| 課題内容 |
以下の本文のうち、「総合農学研究所の今川和彦教授」を含む語句で始まり「考えられる」と説明しました。」で終わる部分を、一字も変えずに書き出してください。

総合農学研究所の今川和彦教授が、11月26日に対面とオンラインで開催された「第30回日本胎盤学会学術集会」の特別講演で講師を務めました。産婦人科医や多様な生物の胎盤研究者らが参加し、臨床現場と基礎研究の研究者による研究交流の場として開催されているものです。
今川教授は「太古のウイルス遺伝子による哺乳類の胎盤の進化」をテーマに講演。はじめに、哺乳類の胎盤の形状について説明し、「哺乳類は心臓や肝臓など多くの臓器がサイズの違いはあれ同じ形状をしていますが、胎盤だけは大きく異なります。しかし、その形状は異なっても根本的な機能は同じです。また、胎盤様構造は一部の魚類や昆虫などにも見られ、サメには卵生と卵胎生、胎生が存在します。この胎盤の形成には、ある遺伝子群が進化に大きくかかわっています」と話しました。さらに、2億2500万年前から存在していたとされる哺乳類の歴史や系統関係にも触れながら、胚が子宮に着床する際に見られる細胞融合や将来胎盤になる部分である栄養外胚葉は哺乳類特有であるという見解を紹介。「ヒトゲノム内のたんぱく質をコードする領域は全体のたった1.5%しかありませんが、SINEとLINE、内在性レトロウイルス(ERV)からなるレトロエレメントは約半数を占めており、数千万年前に爆発的に増大したことなどから、胎盤の獲得ならびに哺乳類進化の原動力になったのではと考えられる」と説明しました。

| 抽出記録 |
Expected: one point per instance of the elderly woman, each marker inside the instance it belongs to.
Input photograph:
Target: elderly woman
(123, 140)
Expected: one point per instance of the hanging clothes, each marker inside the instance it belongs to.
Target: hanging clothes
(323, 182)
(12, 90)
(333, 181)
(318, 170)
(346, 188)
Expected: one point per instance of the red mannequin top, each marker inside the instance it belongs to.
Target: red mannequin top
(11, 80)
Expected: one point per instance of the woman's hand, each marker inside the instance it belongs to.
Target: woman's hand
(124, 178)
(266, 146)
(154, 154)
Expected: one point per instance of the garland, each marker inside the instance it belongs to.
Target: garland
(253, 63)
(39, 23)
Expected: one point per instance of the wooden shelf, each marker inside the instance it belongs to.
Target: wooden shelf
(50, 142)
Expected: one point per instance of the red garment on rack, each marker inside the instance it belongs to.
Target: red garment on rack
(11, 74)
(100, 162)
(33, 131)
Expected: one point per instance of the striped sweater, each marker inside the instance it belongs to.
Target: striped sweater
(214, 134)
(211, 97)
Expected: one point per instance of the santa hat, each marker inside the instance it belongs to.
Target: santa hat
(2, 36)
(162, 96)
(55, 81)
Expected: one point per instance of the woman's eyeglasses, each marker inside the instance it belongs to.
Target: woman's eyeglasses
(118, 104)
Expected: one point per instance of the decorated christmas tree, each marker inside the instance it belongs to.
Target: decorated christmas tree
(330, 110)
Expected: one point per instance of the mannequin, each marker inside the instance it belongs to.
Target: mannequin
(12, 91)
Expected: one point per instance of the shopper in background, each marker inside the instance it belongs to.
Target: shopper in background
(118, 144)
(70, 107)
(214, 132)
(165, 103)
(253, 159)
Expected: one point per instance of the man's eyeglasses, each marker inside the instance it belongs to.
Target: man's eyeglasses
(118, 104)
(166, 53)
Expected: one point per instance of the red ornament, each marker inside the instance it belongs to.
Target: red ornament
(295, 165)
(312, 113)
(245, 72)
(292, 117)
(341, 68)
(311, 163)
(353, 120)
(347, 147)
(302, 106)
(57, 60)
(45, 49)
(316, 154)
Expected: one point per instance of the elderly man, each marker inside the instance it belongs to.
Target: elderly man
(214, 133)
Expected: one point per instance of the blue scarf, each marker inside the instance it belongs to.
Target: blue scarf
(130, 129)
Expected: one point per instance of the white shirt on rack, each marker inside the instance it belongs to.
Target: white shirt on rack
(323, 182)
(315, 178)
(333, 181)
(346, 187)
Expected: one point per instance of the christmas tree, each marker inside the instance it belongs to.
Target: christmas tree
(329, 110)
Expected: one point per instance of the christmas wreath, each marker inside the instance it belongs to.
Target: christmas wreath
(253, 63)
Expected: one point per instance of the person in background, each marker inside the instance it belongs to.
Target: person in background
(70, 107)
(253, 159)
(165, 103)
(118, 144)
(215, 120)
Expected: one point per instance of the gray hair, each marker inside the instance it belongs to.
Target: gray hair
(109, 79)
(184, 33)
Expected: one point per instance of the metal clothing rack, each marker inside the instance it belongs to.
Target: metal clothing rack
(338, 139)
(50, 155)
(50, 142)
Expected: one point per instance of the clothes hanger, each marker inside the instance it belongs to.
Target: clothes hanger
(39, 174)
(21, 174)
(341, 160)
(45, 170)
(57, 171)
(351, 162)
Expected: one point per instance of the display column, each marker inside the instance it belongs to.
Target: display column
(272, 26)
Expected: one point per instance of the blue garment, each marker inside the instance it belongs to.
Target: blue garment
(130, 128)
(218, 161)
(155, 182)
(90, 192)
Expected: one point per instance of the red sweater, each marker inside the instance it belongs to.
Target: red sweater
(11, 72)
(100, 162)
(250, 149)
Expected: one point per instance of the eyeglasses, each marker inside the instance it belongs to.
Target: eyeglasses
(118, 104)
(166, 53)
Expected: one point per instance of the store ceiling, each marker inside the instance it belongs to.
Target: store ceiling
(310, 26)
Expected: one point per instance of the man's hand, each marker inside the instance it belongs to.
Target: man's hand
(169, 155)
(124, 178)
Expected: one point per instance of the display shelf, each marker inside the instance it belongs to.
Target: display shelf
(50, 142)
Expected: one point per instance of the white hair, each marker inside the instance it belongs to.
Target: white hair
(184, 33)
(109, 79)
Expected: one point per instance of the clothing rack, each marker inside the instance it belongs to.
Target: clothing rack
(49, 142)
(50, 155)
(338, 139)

| 解答 |
総合農学研究所の今川和彦教授が、11月26日に対面とオンラインで開催された「第30回日本胎盤学会学術集会」の特別講演で講師を務めました。産婦人科医や多様な生物の胎盤研究者らが参加し、臨床現場と基礎研究の研究者による研究交流の場として開催されているものです。
今川教授は「太古のウイルス遺伝子による哺乳類の胎盤の進化」をテーマに講演。はじめに、哺乳類の胎盤の形状について説明し、「哺乳類は心臓や肝臓など多くの臓器がサイズの違いはあれ同じ形状をしていますが、胎盤だけは大きく異なります。しかし、その形状は異なっても根本的な機能は同じです。また、胎盤様構造は一部の魚類や昆虫などにも見られ、サメには卵生と卵胎生、胎生が存在します。この胎盤の形成には、ある遺伝子群が進化に大きくかかわっています」と話しました。さらに、2億2500万年前から存在していたとされる哺乳類の歴史や系統関係にも触れながら、胚が子宮に着床する際に見られる細胞融合や将来胎盤になる部分である栄養外胚葉は哺乳類特有であるという見解を紹介。「ヒトゲノム内のたんぱく質をコードする領域は全体のたった1.5%しかありませんが、SINEとLINE、内在性レトロウイルス(ERV)からなるレトロエレメントは約半数を占めており、数千万年前に爆発的に増大したことなどから、胎盤の獲得ならびに哺乳類進化の原動力になったのではと考えられる」と説明しました。